● **The exercise**:
Express everything from the line containing "In this picture, where can the man" down to the line containing "point(51, 31)", both included, as a two-column CSV with the headers item_text and answer, one row per item. Enclose each field in quotation marks and replace every line break within a field with a space.

Excerpts of pointing data
- - - - -

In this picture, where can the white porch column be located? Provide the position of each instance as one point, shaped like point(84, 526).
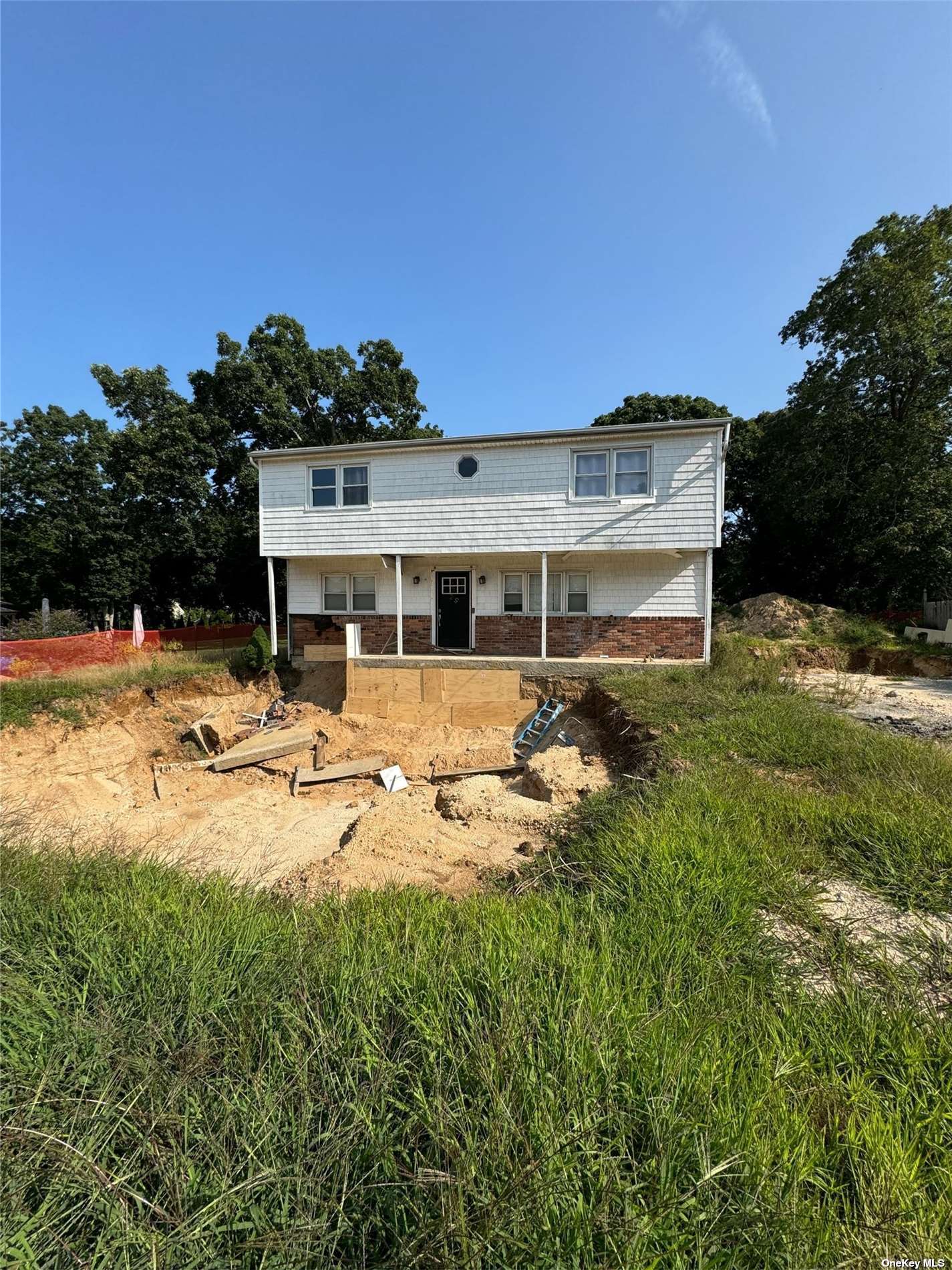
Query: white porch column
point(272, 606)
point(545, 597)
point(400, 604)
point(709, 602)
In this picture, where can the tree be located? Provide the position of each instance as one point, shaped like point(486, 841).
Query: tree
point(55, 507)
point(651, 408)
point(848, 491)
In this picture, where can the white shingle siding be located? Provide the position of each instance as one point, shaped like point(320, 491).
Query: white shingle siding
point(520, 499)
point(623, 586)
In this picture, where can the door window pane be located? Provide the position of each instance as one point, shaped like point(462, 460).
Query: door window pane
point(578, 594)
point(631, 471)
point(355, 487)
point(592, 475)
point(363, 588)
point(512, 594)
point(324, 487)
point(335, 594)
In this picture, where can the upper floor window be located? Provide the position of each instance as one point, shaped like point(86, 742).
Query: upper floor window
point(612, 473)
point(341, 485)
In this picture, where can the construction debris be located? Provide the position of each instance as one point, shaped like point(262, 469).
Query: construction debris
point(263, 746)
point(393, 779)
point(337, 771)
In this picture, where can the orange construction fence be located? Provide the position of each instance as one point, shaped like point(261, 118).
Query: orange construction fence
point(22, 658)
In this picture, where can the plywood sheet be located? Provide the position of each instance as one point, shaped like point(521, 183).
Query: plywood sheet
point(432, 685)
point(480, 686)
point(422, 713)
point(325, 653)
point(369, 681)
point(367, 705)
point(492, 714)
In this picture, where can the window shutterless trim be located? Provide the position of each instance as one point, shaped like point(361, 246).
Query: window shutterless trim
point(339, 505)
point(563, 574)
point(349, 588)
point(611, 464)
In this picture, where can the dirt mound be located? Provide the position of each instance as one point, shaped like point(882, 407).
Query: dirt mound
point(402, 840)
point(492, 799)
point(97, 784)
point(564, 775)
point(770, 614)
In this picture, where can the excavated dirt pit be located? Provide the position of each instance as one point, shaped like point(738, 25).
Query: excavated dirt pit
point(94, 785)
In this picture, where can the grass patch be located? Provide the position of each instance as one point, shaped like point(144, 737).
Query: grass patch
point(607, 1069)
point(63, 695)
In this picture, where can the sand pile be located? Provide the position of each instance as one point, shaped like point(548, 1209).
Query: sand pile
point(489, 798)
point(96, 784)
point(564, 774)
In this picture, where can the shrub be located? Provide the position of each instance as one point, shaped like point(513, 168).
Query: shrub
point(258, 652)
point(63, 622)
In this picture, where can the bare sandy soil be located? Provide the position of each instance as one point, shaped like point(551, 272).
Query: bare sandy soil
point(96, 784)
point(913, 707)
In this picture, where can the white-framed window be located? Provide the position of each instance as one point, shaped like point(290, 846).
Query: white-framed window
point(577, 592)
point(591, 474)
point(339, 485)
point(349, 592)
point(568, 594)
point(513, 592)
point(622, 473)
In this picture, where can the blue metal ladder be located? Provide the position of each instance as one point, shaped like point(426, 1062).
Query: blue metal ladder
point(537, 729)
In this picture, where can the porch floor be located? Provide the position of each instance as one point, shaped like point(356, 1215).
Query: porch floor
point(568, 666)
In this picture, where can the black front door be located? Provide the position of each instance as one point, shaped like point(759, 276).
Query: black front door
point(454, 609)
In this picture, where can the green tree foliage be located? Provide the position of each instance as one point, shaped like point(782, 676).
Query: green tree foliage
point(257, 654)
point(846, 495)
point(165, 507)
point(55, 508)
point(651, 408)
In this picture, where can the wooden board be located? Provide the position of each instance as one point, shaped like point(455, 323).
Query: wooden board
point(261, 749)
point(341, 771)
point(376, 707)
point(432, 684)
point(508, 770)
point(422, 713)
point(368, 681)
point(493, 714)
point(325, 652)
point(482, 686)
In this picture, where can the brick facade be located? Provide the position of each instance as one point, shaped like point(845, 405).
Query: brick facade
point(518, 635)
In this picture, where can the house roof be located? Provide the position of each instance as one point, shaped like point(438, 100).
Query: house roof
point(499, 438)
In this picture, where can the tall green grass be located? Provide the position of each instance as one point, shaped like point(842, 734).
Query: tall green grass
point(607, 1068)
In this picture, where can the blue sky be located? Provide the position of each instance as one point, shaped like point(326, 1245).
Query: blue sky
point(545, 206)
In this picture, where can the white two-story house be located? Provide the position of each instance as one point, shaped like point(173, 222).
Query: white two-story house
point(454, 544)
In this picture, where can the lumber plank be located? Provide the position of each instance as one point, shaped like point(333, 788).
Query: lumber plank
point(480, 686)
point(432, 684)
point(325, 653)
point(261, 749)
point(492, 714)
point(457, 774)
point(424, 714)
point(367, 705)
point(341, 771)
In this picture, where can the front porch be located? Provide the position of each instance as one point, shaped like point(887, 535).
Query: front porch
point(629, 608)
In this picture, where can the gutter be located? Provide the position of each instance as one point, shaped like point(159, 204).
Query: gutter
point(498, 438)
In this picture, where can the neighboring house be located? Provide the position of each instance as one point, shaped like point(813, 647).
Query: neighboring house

- - - - -

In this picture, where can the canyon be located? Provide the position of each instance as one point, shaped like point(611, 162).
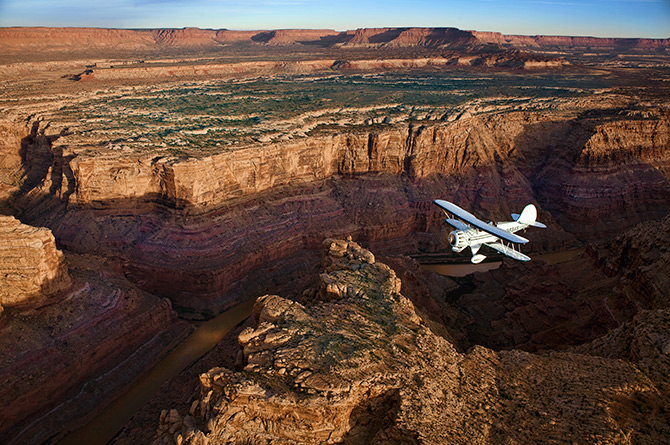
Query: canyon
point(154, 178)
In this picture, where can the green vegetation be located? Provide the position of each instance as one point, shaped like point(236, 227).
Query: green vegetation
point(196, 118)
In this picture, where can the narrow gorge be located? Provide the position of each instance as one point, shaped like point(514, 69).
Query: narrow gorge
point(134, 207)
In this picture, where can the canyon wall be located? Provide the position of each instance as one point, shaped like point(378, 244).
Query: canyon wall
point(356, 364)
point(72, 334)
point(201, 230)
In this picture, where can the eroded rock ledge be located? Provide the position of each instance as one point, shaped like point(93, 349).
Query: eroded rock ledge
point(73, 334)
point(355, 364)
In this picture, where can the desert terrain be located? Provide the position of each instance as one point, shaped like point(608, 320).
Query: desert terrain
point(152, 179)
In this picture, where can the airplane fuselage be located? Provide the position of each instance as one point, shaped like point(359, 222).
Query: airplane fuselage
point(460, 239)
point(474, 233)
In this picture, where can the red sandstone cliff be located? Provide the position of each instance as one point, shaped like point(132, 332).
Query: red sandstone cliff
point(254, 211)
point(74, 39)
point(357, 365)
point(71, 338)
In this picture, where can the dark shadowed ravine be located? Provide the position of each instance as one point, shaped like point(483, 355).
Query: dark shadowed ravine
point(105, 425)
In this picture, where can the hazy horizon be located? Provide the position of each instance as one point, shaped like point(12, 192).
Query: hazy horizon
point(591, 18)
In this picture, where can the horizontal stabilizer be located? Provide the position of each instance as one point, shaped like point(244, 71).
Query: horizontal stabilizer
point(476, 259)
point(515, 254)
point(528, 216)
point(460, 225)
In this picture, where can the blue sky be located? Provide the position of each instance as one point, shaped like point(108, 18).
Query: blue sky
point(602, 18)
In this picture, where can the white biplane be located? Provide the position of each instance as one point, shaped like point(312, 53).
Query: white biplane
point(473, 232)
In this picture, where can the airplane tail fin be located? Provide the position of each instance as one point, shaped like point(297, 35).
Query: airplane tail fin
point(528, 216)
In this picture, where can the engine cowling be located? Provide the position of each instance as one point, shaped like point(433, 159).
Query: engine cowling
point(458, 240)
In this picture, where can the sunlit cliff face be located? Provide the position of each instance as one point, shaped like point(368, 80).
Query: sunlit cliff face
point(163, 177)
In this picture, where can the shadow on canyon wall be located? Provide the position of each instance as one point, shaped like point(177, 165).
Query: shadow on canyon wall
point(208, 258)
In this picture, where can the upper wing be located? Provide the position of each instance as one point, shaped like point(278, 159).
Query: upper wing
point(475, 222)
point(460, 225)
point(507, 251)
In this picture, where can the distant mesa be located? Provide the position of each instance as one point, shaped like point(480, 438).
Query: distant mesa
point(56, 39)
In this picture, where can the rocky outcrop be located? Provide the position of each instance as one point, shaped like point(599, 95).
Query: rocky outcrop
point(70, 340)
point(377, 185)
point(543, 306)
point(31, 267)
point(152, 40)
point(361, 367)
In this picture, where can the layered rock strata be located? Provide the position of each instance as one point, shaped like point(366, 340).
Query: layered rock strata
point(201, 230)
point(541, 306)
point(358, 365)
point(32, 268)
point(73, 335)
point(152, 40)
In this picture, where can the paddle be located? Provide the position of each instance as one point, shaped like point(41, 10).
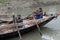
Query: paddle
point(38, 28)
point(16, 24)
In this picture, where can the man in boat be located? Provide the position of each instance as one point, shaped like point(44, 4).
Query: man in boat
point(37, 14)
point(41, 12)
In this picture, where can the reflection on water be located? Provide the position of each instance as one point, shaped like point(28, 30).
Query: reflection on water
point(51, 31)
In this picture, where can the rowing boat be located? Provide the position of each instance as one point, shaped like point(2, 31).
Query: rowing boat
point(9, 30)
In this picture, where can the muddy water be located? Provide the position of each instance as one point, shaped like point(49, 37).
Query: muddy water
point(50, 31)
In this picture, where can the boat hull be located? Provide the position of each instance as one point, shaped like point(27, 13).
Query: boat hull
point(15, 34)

- - - - -

● **Result of the exercise**:
item_text,answer
"In this picture, where can the man in boat be located? Provide the position of each instance as one point, shaped like point(44, 4). Query: man in boat","point(37, 14) point(41, 12)"
"In this picture, where can the reflection on water be located? Provide the position of each instance as one point, shaped like point(28, 30). Query: reflection on water","point(51, 31)"